What is asked → Without the pictures, return each record as it appears.
── Data provided
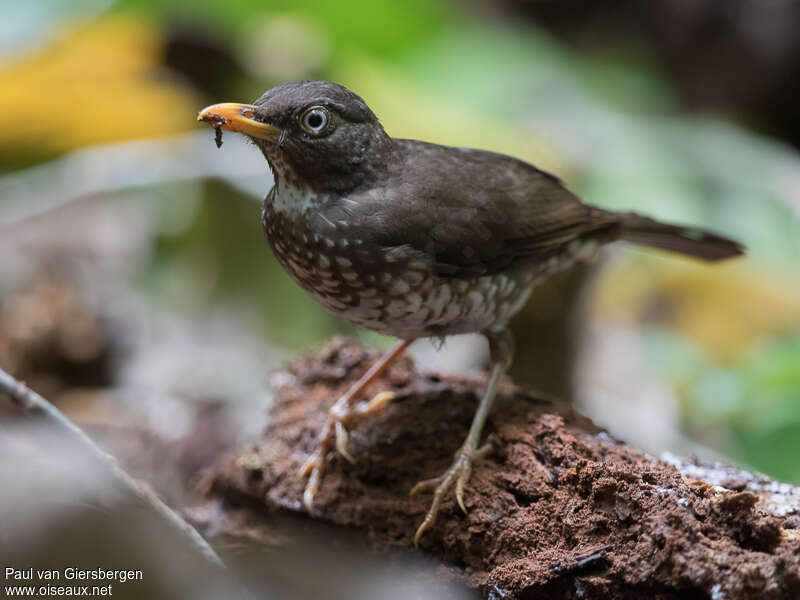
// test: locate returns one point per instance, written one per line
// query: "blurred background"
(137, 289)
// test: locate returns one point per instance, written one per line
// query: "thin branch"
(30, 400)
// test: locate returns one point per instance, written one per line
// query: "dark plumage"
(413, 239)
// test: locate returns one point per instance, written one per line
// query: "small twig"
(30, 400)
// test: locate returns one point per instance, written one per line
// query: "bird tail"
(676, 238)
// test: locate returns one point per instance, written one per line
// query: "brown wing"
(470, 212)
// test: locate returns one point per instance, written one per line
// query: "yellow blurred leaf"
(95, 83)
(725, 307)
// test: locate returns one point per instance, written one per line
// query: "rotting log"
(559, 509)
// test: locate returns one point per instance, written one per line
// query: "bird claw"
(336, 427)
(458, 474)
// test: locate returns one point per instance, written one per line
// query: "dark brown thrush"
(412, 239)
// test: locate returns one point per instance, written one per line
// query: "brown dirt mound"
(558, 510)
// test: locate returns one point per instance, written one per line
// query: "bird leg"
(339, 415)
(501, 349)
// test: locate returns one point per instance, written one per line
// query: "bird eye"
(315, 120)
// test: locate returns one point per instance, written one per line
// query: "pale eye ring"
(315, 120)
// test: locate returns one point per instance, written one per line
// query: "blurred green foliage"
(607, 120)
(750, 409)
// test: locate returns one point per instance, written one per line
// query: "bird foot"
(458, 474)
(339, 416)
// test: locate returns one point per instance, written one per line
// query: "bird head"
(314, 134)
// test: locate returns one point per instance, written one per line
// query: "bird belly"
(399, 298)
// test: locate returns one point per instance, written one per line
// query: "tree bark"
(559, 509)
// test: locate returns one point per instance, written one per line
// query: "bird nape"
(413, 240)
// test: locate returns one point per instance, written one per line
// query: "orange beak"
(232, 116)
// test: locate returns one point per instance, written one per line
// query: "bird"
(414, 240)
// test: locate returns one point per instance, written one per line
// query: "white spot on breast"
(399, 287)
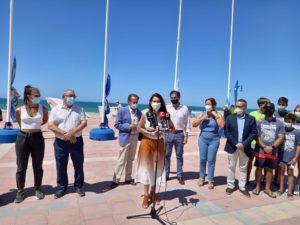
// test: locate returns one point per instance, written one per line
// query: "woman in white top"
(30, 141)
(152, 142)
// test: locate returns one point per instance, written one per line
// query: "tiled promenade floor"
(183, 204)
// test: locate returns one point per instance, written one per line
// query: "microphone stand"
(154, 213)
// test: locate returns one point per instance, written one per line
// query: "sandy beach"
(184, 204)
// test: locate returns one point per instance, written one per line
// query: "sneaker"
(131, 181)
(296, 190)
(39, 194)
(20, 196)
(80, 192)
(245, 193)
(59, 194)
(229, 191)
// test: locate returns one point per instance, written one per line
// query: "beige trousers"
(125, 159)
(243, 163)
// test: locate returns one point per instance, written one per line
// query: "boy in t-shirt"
────
Exercise result →
// test: locate returns one point per instance, written one per line
// query: "blurred background"
(137, 289)
// test: locate returns one point per instance, written one per line
// query: "thin branch"
(30, 400)
// test: locate returns one point per instance, written one per line
// query: "dark plumage"
(413, 239)
// test: locate returns one point per instance, written one per line
// query: "small twig"
(30, 400)
// test: locate returns one point per instance, written one per line
// query: "bird tail"
(676, 238)
// test: locate returns one point per instance, written one per line
// query: "brown wing"
(470, 212)
// test: locate returns one point per instance, written one per line
// query: "yellow blurred leaf"
(95, 83)
(725, 307)
// test: locate returns one point per instance, written one per line
// query: "rotting log"
(559, 509)
// test: locate returns one point per instance, written one per line
// query: "bird claw"
(336, 427)
(458, 474)
// test: locate returns one point per instance, written one per line
// query: "dark brown thrush"
(412, 239)
// test: locate returns one point per instance, written one per line
// query: "brown dirt mound"
(558, 510)
// test: locate returns one point per instance, written one per line
// query: "bird leg"
(339, 415)
(501, 349)
// test: locate returns one point per instance, written one per line
// query: "bird eye"
(315, 120)
// test: locate returns one point per instance, written one per line
// query: "pale eye ring"
(315, 120)
// test: locate returns one point per instance, written one per line
// query: "blurred green foliage"
(607, 120)
(750, 409)
// test: locate returns one point per instance, written one per line
// query: "bird foot"
(458, 474)
(339, 416)
// test: locate returns one point per instance, written one per line
// query: "bird head"
(314, 134)
// test: locate returns one point per instance, written one per line
// query: "bird belly"
(399, 298)
// test: locate returns one point per instance, written one per line
// query: "tree bark"
(559, 509)
// test: locate returns one point per instance, written one per line
// query: "bird nape"
(413, 240)
// test: locate returns one point per instance, written one per line
// query: "orange beak"
(232, 116)
// test: locate returns one point per instance, written one per line
// query: "bird"
(414, 240)
// test: locate returns one point per instance, written one per line
// query: "white spot on breast"
(399, 287)
// test: locate returns one point per instance, written one per line
// query: "woman in white top"
(30, 141)
(152, 142)
// test: locate returns one point per instance, written one per line
// query: "tiled promenade floor"
(183, 204)
// test: locate returns one point per instance, written one per line
// query: "microphone stand"
(154, 213)
// test: locate returns one point per instance, written one per line
// query: "sandy beach"
(184, 204)
// test: locate returns one point per instance, written one per line
// query: "sneaker"
(131, 181)
(296, 190)
(39, 194)
(20, 196)
(80, 192)
(245, 193)
(59, 194)
(229, 191)
// test: locate returns one point per instance, written one per line
// query: "beige trousers"
(125, 159)
(243, 163)
// test: locate returns one point per instance, written one per line
// query: "boy in t-shirt"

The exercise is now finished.